Return every line of the material below that contains the word "woman", copying each line in full and without changes.
++++ DATA FOR PROCESSING ++++
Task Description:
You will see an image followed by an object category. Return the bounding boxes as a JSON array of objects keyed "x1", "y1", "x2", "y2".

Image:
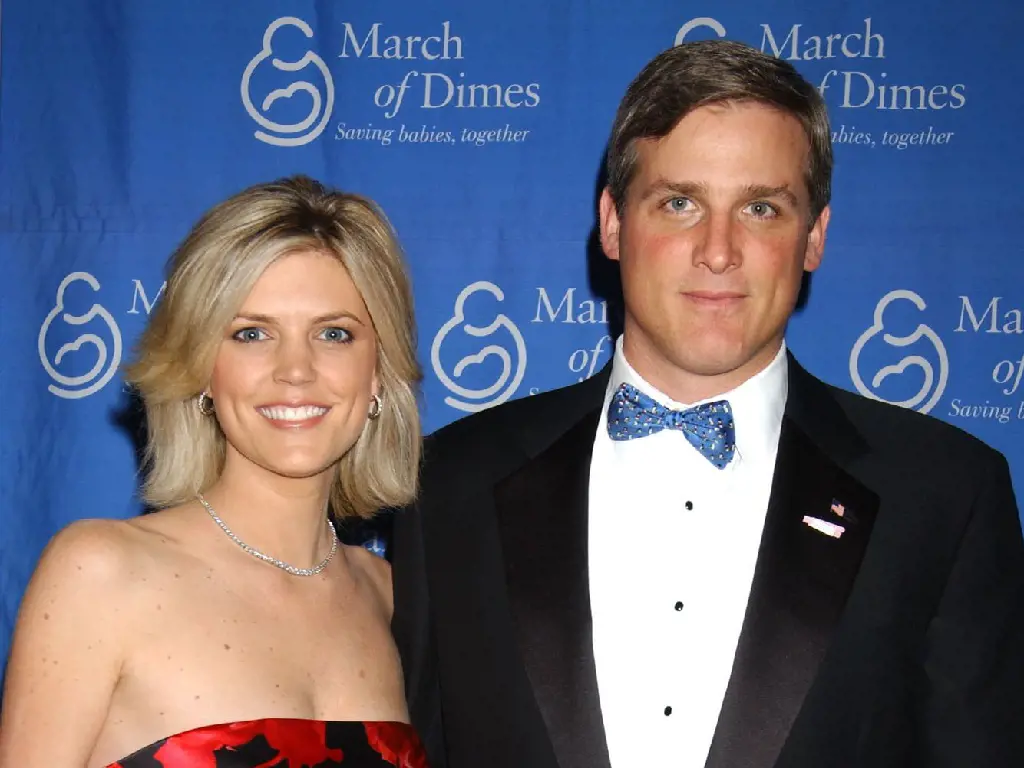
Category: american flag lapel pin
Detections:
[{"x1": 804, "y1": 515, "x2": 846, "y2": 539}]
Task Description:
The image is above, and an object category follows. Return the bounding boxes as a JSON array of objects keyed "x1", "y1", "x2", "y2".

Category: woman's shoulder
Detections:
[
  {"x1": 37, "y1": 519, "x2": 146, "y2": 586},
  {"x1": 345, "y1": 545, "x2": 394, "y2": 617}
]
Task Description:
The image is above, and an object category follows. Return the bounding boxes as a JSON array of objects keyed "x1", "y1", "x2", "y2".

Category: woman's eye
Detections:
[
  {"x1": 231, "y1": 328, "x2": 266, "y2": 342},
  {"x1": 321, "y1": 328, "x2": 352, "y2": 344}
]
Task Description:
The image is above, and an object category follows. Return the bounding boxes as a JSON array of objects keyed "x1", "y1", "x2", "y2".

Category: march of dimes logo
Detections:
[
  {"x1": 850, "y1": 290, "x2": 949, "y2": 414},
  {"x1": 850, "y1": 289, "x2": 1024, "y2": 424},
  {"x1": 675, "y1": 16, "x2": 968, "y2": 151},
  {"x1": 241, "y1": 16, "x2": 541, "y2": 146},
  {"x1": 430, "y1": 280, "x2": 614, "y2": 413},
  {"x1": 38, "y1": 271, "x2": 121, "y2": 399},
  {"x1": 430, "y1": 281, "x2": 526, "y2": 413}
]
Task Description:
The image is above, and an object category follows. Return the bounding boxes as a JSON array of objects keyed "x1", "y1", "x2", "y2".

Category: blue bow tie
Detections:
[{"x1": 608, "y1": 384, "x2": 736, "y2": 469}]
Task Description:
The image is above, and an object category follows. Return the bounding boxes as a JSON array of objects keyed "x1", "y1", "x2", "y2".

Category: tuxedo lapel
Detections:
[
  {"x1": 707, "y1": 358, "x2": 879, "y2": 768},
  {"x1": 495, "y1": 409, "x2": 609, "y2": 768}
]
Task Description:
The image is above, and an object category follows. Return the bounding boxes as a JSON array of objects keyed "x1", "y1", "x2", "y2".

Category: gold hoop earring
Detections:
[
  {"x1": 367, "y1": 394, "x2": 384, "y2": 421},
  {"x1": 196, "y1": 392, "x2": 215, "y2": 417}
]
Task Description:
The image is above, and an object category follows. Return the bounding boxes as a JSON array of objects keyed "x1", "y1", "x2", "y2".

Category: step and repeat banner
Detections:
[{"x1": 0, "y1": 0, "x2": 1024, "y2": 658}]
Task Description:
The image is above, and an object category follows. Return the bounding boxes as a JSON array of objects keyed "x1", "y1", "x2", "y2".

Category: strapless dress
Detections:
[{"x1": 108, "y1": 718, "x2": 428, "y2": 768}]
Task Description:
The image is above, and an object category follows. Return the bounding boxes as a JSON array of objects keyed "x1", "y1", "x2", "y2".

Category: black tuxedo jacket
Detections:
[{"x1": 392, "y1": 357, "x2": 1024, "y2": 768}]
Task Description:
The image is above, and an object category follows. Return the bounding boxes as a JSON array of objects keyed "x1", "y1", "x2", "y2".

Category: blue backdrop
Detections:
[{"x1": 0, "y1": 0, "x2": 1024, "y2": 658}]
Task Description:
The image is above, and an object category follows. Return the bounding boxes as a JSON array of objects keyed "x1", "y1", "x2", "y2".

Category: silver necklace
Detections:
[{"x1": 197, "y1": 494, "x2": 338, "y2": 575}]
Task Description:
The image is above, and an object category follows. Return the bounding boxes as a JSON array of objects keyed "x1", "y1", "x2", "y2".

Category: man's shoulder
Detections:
++++
**EXERCISE ANSWER**
Category: woman's shoulder
Category: woman's eye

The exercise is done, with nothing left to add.